PROBLEMS TO WORK ON:
1. Do these statements agree with the forum thread about living with a spouse in chronic pain? Answer yes or no for each, and quote the words that decide it. (a) The first poster has been dealing with the situation for years. (b) Jocelyn says her husband does not help with chores. (c) January recommends asking for both the ELISA and the Western blot tests.
2. Which usernames appear in the forum thread about living with a spouse in chronic pain?
3. In the forum thread about living with a spouse in chronic pain, rewrite the stretch from "January - April" through "were properly diagnosed.", renaming "spouse" to "partner".

TEXT BLOCK:
I need some constructive advice as to how to live with this. I have a surly spouse who is in his bathrobe at 4pm in the afternoon, obsessed with his computer & in so much pain he is vomiting. I have been living with this for years. I love him but I am tired of this. I didn't sign on to give my whole life up to him because he got sick. Does this make me a bad person? Probably. I feel like a monster, but I am so sick of it. Yell at me if you want, but I need advice here.


Jocelyn - February 24

I don't think anyone would yell at you. You are as frustrated as your husband is with his disease. My husband has been a great help to me. He has taken over a lot of chores that I used to be able to do. You may need some time to yourself and I hope he has good doctors. Pain 24/7 does a lot to ones brain and is very difficult to understand. I am grateful that you do no suffer from it. Your husband needs counseling to help him deal with his disease and it would help you to get some help too. I don't know how old you and your husband are, but there is help out there for both of you.


January - April 4

Hi Boooba - Just an idea. If your spouse has recently turned into an angry person (and was not before), and if his pain is so very severe, you might want to have him tested for Lyme Disease. (There is something called "Lyme Rage.")

Lyme testing is tricky. You should ask for both the ELISA and the Western blot tests, and he may need several tests. The most important thing is to get a good workup and diagnosis. Sometimes "fibromyalgia" is just a label pasted on people in pain - when there are really diseases present that could be treated - if they were properly diagnosed.

Good luck with it. Hope you can find some support for yourself as you try to help your husband - he needs help. And try to understand that severe pain (to the point of causing vomiting) is enough to make most people angry.

DATASET CONTENT:
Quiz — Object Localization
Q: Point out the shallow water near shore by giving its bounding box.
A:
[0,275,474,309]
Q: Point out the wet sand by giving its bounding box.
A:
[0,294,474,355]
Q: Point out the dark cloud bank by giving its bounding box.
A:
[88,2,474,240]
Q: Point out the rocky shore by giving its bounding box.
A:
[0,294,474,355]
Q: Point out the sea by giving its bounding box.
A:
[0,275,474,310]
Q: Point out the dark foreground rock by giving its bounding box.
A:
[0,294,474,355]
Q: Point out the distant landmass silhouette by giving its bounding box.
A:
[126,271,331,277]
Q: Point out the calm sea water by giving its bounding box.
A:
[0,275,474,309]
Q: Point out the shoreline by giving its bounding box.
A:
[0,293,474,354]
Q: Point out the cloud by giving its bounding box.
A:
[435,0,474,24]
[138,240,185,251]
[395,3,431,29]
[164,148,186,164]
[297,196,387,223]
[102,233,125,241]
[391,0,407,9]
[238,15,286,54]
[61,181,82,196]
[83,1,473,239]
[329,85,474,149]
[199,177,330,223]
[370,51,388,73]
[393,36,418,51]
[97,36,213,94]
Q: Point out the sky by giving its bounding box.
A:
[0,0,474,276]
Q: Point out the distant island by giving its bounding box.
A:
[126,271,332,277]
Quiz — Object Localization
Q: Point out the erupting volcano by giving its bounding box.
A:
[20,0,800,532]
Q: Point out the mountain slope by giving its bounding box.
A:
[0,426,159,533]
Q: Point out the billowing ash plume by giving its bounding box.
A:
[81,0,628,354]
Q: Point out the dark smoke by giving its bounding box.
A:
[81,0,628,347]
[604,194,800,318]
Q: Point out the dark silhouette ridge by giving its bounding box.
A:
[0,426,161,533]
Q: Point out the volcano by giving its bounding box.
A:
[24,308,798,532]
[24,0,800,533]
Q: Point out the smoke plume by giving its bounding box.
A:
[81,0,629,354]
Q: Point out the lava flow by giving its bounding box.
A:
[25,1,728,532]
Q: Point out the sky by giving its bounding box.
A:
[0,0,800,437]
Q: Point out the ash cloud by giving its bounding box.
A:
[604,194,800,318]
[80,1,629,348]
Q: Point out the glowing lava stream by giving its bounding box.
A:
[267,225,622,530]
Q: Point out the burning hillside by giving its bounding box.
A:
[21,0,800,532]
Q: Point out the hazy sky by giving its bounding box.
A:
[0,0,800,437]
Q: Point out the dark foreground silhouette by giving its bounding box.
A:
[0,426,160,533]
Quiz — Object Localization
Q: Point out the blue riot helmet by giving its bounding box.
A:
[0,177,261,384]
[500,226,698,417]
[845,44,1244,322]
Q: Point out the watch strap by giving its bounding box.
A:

TASK-BY-TASK RESULTS:
1. (a) Yes: "I have been living with this for years." (b) No: "He has taken over a lot of chores that I used to be able to do." (c) Yes: "You should ask for both the ELISA and the Western blot tests"

2. Jocelyn, January, Boooba

3.
January - April 4

Hi Boooba - Just an idea. If your partner has recently turned into an angry person (and was not before), and if his pain is so very severe, you might want to have him tested for Lyme Disease. (There is something called "Lyme Rage.")

Lyme testing is tricky. You should ask for both the ELISA and the Western blot tests, and he may need several tests. The most important thing is to get a good workup and diagnosis. Sometimes "fibromyalgia" is just a label pasted on people in pain - when there are really diseases present that could be treated - if they were properly diagnosed.